ZADANIE:
Sprawdź, czy zdania (a), (b) i (c) zgadzają się z tekstem o Novaku Djokoviciu, i przy każdym odpowiedz „tak” albo „nie”, cytując dosłownie rozstrzygający fragment tekstu. (a) Władze Australii cofnęły Djokoviciowi pozwolenie na wjazd do kraju bez szczepienia na COVID-19. (b) Djoković przegrał sprawę w sądzie. (c) W Serbii kwarantanna po pozytywnym wyniku testu trwa 14 dni.

Dziennikarze "Der Spiegel" wraz z pracownią Zerforschung sprawdzili, czy tenisista Novak Djoković, próbujący dostać się do Australii na podstawie statusu ozdrowieńca, nie mija się czasem z prawdą. Ich śledztwo wykazało, że Serb mógł okłamać wszystkich, a nawet złamać prawo!
Serbski tenisista przyjechał na turniej wielkoszlemowy Australian Open jednak nie został wpuszczony do kraju. Djoković przebywał w ośrodku dla imigrantów po tym, jak władze Australii cofnęły mu pozwolenie na wjazd do kraju bez konieczności zaszczepienia się na COVID-19. Słynny sportowiec wygrał jednak sprawę w sądzie. Anulowanie wizy zostało cofnięte. Serb nadal chce wystartować w turnieju.
Sprawę opisywaliśmy tutaj:
Novak Djoković wszystkich oszukał?
Novak Djoković miał otrzymać 16 grudnia pozytywny wynik testu na koronawirusa, a 22 grudnia, badanie miało dać wynik już negatywny. Dlatego tenisista chciał do Australii dostać się jako ozdrowieniec.
Jednak jak wykazało śledztwo "Der Spiegel" i Zerforschung pozytywny wynik testu Djoković otrzymał 26 grudnia. Oznacza to, że Serb kłamał w oświadczeniu wizowym po przylocie do Australii i złamał też prawo w Serbii, bo kwarantanna po pozytywnym wyniku testu wynosi w tym kraju 10 dni.

WIERSZE DANYCH:
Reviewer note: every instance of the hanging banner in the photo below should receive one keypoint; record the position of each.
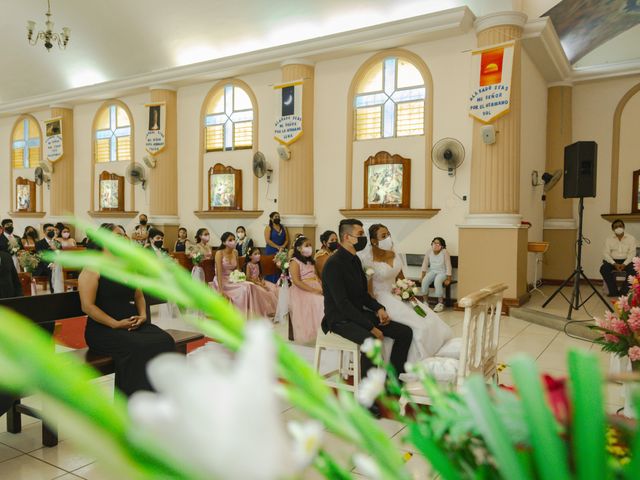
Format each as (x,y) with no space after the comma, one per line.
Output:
(53,139)
(155,131)
(491,70)
(288,127)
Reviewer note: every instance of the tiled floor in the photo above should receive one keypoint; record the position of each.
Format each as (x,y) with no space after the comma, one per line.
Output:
(22,456)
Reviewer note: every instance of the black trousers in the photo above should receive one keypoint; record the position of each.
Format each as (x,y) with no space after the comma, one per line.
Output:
(401,334)
(609,274)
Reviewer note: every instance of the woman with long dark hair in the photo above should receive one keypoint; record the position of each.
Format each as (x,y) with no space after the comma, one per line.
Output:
(118,326)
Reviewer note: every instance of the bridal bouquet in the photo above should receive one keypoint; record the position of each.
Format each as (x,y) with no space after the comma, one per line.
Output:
(621,328)
(406,290)
(237,276)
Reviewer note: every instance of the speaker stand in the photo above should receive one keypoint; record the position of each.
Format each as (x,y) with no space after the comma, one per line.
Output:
(578,273)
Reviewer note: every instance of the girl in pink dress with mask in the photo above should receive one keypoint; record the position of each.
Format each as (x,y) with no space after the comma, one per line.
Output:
(306,303)
(266,293)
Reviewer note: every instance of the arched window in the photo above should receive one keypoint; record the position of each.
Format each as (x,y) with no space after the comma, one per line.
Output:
(25,143)
(228,120)
(389,101)
(112,135)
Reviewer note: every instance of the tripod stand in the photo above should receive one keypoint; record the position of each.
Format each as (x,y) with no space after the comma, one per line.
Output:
(574,301)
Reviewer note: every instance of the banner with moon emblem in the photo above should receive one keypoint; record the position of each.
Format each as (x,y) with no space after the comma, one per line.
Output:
(288,126)
(53,139)
(491,70)
(155,130)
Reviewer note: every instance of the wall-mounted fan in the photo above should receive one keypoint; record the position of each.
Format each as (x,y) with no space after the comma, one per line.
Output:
(448,154)
(261,167)
(549,180)
(135,175)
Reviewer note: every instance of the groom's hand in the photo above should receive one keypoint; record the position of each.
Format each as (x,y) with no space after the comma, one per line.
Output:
(377,333)
(383,316)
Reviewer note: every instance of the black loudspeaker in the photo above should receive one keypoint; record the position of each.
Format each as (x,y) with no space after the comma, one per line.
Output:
(580,163)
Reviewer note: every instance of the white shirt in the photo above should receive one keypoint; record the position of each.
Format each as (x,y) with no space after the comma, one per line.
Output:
(624,249)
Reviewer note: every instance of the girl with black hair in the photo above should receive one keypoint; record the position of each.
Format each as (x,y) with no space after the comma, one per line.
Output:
(436,270)
(306,301)
(329,242)
(276,237)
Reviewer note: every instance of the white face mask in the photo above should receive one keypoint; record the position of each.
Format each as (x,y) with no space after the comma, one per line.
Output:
(386,244)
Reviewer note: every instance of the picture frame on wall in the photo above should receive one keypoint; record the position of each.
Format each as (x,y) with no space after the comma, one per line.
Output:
(25,195)
(225,188)
(387,181)
(635,193)
(111,192)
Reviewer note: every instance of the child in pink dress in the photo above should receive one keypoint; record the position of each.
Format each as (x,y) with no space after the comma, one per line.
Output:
(241,294)
(266,293)
(306,303)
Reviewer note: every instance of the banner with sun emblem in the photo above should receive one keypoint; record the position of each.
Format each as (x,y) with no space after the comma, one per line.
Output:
(491,70)
(288,127)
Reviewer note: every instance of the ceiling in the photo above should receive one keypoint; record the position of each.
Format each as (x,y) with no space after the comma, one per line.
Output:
(118,39)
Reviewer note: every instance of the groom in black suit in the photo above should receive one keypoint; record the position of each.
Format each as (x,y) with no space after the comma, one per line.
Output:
(349,310)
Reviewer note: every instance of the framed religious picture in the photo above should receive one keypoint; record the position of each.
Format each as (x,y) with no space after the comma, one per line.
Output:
(225,188)
(387,181)
(25,195)
(111,191)
(635,193)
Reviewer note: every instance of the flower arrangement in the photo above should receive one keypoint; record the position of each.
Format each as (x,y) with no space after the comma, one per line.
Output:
(478,432)
(621,328)
(237,276)
(28,261)
(406,290)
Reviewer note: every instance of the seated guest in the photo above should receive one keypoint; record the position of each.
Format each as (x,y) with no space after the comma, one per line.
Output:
(349,310)
(10,285)
(241,294)
(141,232)
(243,243)
(329,241)
(306,303)
(29,237)
(429,333)
(66,241)
(49,242)
(117,326)
(182,243)
(619,250)
(266,293)
(436,270)
(156,241)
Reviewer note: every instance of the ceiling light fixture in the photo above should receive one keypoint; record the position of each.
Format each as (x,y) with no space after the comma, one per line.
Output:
(48,36)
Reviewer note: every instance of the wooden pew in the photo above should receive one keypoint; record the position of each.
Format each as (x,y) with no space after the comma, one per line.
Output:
(45,310)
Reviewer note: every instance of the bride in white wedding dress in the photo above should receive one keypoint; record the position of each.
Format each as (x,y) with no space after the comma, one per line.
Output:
(430,333)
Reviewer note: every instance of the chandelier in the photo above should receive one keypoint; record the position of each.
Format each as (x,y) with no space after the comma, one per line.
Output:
(48,36)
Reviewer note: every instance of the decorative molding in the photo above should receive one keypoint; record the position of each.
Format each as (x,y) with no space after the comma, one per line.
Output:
(422,28)
(215,214)
(559,224)
(107,214)
(418,213)
(500,19)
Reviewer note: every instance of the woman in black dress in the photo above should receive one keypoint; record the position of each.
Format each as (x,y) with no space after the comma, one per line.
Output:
(117,326)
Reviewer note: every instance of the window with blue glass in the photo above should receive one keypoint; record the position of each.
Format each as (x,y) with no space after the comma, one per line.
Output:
(389,101)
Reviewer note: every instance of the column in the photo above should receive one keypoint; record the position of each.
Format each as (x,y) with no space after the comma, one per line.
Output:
(61,195)
(163,179)
(559,223)
(295,176)
(494,203)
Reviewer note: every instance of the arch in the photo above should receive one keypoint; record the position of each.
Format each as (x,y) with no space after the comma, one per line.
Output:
(254,134)
(104,105)
(422,67)
(20,119)
(615,146)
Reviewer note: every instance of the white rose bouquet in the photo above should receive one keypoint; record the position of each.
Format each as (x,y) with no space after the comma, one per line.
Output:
(406,290)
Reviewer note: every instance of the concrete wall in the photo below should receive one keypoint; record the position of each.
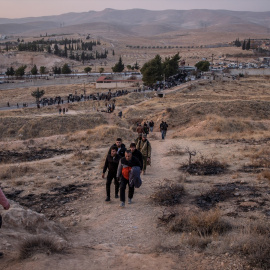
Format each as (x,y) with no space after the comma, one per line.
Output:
(251,71)
(115,85)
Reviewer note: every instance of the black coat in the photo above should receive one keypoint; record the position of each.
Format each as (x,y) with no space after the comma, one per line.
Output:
(111,163)
(137,154)
(121,151)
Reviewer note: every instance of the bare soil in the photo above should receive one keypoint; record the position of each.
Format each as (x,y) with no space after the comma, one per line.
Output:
(67,187)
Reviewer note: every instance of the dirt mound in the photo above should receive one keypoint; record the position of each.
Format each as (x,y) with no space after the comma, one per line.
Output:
(216,127)
(33,127)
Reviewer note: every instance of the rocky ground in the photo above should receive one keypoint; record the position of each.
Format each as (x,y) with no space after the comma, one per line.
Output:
(212,212)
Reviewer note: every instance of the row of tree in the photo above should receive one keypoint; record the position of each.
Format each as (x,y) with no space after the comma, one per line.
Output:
(244,44)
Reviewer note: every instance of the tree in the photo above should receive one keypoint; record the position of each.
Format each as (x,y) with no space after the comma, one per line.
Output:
(244,45)
(66,69)
(136,66)
(170,65)
(37,94)
(56,70)
(42,70)
(248,44)
(19,72)
(34,70)
(10,71)
(87,69)
(118,67)
(203,65)
(152,71)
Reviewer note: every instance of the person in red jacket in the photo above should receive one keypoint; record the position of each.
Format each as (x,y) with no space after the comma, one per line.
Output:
(4,202)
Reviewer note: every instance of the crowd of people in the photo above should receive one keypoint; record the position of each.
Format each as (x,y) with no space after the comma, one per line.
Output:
(125,165)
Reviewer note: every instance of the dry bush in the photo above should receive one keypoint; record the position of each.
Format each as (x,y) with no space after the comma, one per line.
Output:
(261,158)
(204,166)
(9,172)
(83,156)
(254,244)
(196,241)
(175,150)
(202,224)
(266,174)
(38,244)
(168,194)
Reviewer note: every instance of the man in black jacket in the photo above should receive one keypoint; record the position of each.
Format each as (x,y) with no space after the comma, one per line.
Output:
(121,148)
(136,153)
(111,164)
(124,168)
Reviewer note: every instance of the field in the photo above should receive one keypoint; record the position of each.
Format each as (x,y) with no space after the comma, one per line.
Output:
(204,202)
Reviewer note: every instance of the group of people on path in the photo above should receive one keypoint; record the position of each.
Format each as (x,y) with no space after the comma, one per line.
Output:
(125,167)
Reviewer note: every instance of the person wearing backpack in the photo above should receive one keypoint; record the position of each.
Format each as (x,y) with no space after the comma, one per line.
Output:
(144,147)
(111,163)
(4,202)
(123,172)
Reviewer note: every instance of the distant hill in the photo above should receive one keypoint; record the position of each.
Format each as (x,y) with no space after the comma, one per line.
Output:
(141,22)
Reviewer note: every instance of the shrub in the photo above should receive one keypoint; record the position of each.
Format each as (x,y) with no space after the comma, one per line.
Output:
(202,224)
(168,194)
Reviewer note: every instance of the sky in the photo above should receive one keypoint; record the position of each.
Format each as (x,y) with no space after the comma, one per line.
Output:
(36,8)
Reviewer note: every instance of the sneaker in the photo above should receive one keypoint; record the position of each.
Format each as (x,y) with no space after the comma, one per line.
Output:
(122,204)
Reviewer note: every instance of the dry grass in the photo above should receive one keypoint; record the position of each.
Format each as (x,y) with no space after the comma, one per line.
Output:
(261,158)
(202,224)
(168,194)
(38,244)
(15,171)
(205,166)
(175,150)
(254,244)
(266,174)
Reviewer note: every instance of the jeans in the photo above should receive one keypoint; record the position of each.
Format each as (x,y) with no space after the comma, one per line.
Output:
(163,134)
(123,185)
(110,177)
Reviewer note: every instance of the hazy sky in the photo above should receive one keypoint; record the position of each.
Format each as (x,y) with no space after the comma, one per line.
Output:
(35,8)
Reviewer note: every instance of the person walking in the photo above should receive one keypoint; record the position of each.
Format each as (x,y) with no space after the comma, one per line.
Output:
(151,125)
(111,163)
(4,202)
(144,147)
(123,171)
(139,129)
(163,129)
(121,148)
(136,153)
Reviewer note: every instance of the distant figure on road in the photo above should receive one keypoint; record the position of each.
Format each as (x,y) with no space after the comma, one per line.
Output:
(144,147)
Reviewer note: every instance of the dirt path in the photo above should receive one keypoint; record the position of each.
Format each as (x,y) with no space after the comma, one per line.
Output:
(109,237)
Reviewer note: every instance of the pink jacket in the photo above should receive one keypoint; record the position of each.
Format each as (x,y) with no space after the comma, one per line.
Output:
(3,200)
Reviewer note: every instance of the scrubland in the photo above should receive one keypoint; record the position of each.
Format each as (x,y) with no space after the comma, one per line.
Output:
(204,202)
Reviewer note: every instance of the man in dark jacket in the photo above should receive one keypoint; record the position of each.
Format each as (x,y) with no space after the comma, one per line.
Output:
(121,148)
(111,164)
(136,153)
(123,171)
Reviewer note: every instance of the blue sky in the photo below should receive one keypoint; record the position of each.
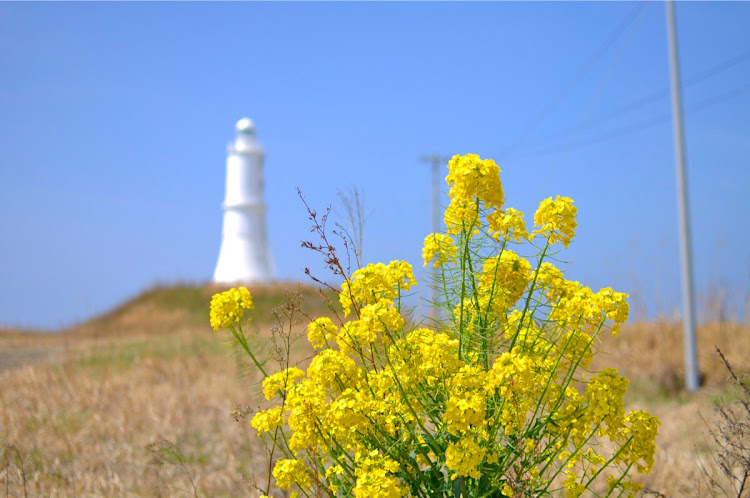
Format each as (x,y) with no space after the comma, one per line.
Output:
(114,118)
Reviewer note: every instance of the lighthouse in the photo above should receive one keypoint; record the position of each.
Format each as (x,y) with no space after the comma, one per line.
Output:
(244,254)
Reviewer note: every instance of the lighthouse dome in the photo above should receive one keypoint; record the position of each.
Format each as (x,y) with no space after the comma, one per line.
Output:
(245,126)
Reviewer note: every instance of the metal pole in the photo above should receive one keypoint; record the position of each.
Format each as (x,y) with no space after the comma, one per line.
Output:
(688,314)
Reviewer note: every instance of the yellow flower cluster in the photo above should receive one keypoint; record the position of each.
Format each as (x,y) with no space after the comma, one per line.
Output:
(556,219)
(289,472)
(228,308)
(474,185)
(507,224)
(372,283)
(442,246)
(496,400)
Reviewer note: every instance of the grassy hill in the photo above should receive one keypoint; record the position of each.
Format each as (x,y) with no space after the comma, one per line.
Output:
(172,308)
(138,401)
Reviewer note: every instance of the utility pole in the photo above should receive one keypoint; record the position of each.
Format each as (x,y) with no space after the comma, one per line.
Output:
(435,160)
(686,264)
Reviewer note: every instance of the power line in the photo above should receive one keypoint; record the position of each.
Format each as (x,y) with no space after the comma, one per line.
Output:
(576,78)
(642,124)
(648,99)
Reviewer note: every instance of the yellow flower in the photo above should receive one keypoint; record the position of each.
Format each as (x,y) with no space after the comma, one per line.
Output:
(229,307)
(321,331)
(372,283)
(474,183)
(289,472)
(281,381)
(266,421)
(556,219)
(463,458)
(507,224)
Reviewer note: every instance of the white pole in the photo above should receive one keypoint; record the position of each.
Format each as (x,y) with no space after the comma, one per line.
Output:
(435,160)
(688,314)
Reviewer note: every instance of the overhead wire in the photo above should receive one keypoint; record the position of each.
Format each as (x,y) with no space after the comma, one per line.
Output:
(645,100)
(547,109)
(710,102)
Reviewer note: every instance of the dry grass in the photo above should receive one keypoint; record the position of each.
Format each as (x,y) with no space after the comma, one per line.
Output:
(78,412)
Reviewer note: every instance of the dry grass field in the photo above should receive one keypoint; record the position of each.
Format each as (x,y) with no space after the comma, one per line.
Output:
(139,402)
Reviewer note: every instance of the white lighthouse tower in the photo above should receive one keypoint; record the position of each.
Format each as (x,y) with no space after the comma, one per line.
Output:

OCZEKIWANA ODPOWIEDŹ:
(a) Tak: „władze Australii cofnęły mu pozwolenie na wjazd do kraju bez konieczności zaszczepienia się na COVID-19”.
(b) Nie: „Słynny sportowiec wygrał jednak sprawę w sądzie”.
(c) Nie: „kwarantanna po pozytywnym wyniku testu wynosi w tym kraju 10 dni”.